(Referring expression grounding data)
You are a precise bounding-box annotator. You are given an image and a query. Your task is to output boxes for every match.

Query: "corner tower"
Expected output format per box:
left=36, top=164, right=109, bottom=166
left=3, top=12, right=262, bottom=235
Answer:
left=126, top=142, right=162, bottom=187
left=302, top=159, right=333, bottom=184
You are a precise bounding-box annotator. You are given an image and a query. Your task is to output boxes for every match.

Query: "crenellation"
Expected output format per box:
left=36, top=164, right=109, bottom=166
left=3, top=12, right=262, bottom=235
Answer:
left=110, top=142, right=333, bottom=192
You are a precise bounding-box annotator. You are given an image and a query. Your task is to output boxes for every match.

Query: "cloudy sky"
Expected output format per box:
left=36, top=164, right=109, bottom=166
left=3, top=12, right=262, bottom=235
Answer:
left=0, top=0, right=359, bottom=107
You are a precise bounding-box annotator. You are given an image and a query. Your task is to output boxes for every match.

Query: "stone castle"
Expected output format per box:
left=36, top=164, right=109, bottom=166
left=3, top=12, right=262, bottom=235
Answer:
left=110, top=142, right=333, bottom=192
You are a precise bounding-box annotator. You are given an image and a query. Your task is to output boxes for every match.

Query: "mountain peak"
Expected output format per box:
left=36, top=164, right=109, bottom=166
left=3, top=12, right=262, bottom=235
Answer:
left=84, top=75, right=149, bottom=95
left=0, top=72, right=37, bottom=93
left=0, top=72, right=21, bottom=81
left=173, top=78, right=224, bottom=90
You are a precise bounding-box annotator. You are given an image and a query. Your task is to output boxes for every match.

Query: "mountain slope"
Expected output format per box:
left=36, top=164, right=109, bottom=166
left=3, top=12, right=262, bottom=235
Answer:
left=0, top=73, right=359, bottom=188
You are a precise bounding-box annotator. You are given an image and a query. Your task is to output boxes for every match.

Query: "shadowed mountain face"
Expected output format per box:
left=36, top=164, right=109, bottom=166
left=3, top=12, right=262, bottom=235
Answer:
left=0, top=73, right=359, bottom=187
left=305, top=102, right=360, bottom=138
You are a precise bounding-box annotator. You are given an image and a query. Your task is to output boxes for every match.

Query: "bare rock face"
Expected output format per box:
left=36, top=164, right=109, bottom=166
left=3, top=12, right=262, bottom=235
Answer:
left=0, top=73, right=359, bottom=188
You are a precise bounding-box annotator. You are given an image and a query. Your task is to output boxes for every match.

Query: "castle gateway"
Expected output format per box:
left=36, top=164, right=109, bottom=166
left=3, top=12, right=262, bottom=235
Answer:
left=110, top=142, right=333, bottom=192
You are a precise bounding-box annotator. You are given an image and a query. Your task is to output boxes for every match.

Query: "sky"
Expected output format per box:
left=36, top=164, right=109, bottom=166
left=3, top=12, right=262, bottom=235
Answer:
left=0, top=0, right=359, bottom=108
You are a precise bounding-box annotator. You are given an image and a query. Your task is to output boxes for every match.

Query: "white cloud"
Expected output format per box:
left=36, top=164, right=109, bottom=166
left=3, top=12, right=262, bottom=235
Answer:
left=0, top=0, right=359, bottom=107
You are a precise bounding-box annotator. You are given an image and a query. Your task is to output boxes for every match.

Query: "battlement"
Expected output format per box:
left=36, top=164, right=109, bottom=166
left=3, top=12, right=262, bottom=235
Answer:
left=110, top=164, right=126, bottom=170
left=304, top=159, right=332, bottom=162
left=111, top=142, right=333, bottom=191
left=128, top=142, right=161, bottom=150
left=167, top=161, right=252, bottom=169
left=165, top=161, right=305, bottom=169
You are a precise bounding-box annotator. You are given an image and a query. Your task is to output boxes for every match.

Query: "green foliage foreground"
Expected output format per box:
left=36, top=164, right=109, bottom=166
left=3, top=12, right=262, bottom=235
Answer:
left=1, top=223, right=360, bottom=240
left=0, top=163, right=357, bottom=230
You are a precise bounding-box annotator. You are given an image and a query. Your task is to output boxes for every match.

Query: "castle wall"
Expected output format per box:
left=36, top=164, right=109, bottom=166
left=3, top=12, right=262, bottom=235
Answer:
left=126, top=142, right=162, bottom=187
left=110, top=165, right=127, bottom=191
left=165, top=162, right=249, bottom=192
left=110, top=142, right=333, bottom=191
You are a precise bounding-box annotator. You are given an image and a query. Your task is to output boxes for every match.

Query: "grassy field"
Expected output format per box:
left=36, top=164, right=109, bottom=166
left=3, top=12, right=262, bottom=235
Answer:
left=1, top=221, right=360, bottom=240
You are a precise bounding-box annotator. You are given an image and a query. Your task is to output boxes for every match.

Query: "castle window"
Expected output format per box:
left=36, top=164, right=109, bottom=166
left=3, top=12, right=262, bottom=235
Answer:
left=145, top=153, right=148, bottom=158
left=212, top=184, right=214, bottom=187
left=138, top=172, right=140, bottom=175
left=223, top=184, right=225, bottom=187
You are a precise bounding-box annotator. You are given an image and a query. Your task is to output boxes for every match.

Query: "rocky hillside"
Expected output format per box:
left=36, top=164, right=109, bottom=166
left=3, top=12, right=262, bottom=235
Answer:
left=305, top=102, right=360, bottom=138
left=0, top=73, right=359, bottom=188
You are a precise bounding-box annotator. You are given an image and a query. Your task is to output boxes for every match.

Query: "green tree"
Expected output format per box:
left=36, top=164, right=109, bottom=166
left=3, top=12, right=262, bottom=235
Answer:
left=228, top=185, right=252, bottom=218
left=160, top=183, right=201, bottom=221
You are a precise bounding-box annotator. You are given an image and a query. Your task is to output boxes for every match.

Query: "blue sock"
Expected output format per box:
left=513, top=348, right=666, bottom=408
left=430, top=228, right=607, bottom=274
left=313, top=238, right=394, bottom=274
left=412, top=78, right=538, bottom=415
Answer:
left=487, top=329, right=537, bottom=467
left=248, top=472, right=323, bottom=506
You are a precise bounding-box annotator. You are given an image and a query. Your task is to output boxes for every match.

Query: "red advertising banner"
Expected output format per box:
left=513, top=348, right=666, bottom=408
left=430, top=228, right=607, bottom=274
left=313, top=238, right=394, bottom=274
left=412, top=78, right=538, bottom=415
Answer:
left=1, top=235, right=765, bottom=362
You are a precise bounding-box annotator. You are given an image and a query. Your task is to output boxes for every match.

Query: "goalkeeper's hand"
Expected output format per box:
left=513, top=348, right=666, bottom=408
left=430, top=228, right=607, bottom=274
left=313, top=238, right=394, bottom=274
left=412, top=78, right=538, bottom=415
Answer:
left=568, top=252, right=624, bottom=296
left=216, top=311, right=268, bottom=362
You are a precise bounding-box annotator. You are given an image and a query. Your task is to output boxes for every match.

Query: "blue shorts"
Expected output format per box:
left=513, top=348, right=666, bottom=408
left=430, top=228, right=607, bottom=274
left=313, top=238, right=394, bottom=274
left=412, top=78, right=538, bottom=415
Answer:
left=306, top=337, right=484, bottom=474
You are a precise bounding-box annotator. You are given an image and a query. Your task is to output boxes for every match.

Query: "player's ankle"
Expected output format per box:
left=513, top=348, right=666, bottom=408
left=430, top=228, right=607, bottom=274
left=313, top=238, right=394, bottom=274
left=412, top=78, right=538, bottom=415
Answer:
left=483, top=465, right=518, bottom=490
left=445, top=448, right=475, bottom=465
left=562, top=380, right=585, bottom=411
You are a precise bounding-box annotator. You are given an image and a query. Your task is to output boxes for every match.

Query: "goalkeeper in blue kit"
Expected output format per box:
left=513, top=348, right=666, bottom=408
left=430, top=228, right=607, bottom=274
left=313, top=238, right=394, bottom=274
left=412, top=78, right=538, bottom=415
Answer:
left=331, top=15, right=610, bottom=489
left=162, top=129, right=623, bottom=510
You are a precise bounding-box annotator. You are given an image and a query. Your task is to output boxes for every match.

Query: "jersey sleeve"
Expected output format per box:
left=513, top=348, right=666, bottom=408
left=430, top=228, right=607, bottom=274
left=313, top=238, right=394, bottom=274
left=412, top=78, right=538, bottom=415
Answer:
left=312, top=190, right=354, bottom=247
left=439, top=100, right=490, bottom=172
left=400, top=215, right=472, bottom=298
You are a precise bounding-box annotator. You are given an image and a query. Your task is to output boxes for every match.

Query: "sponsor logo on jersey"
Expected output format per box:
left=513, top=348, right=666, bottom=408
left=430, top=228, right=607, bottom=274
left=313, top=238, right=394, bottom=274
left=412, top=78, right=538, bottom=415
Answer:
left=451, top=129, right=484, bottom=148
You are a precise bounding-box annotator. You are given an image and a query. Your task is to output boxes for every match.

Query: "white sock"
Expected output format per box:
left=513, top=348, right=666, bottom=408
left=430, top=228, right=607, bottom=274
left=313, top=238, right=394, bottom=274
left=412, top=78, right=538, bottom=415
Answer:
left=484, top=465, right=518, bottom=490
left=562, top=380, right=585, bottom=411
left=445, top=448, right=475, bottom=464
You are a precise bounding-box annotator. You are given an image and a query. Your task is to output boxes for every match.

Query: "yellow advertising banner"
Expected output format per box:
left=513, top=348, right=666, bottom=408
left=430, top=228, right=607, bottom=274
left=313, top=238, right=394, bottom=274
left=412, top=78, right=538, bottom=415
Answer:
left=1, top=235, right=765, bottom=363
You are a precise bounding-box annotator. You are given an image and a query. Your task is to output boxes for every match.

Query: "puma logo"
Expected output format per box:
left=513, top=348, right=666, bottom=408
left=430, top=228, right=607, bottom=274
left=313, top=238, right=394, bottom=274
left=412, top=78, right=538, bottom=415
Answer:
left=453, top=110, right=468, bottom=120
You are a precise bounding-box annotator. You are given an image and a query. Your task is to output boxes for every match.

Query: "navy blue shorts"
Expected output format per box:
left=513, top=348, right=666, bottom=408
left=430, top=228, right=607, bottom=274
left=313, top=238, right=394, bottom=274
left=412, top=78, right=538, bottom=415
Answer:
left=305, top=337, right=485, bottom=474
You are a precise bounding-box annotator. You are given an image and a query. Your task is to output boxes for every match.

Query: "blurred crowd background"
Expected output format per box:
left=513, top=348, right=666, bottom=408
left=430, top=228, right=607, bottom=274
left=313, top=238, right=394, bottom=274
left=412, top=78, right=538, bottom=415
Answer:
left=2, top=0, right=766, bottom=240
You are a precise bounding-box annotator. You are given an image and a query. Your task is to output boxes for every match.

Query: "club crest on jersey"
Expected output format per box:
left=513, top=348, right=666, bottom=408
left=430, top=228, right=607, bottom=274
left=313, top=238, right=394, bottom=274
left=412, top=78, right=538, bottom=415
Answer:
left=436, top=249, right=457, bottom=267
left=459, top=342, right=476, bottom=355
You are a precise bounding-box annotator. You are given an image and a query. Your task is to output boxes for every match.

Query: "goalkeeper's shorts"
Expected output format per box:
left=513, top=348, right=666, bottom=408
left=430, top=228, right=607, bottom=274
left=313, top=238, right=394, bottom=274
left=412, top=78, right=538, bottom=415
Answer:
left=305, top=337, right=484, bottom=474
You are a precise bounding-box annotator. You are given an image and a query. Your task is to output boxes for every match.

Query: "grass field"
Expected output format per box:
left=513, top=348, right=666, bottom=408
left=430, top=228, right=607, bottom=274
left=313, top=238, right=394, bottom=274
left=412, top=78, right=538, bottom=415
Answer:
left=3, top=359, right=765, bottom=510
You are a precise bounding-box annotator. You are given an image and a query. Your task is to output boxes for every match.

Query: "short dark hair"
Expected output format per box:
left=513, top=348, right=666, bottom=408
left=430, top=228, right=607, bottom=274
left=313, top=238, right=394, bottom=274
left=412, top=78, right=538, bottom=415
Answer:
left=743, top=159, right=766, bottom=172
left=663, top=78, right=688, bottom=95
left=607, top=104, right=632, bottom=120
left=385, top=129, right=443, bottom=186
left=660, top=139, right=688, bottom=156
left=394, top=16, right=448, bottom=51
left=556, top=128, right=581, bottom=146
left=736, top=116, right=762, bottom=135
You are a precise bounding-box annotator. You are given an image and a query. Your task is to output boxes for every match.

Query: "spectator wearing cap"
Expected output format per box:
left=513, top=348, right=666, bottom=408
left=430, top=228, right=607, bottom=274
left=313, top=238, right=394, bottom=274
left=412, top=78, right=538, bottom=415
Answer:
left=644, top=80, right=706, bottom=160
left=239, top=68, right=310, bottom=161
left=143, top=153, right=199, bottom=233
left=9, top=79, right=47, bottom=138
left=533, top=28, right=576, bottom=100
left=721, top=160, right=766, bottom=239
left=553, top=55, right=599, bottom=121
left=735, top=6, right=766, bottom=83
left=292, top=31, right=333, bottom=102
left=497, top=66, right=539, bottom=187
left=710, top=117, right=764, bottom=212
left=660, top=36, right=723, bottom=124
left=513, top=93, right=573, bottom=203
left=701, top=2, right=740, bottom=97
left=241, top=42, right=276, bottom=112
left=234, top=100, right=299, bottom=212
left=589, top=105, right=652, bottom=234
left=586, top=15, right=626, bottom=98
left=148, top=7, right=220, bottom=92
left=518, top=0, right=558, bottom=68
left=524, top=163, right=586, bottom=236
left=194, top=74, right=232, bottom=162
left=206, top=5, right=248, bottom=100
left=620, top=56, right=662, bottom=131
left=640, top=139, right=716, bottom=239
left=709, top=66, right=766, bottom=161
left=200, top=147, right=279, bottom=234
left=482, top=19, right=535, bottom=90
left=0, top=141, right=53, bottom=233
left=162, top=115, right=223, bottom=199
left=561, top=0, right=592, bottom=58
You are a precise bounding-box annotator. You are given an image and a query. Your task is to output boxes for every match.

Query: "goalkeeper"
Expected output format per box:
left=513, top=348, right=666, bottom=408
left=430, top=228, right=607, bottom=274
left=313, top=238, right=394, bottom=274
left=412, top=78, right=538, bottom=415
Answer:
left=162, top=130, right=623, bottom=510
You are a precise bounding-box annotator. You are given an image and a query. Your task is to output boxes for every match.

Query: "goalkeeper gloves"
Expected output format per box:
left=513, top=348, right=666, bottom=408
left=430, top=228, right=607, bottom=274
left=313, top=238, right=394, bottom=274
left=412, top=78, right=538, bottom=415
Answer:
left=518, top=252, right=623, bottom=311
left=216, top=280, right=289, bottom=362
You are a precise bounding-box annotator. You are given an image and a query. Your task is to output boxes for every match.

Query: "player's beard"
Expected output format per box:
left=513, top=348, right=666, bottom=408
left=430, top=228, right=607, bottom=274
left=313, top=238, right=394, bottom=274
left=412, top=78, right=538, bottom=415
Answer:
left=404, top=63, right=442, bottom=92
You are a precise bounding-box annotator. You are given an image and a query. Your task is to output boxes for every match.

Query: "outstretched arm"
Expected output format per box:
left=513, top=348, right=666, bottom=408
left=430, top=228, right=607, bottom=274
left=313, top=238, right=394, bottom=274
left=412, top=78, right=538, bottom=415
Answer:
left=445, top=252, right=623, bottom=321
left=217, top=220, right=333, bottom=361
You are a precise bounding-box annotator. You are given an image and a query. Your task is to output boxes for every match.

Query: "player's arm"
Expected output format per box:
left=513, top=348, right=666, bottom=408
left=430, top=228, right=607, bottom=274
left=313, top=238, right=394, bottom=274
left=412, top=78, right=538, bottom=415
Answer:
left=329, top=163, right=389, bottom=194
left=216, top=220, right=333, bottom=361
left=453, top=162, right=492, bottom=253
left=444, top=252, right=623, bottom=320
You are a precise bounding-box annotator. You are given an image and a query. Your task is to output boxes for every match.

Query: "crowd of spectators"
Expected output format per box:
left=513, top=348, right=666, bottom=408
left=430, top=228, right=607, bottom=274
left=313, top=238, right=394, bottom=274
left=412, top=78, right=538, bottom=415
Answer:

* **WHAT TO DO**
Looking at the entries above, count the lines that contain "logo" and answer with only the number.

* **SOLUTION TO THIS TASK**
2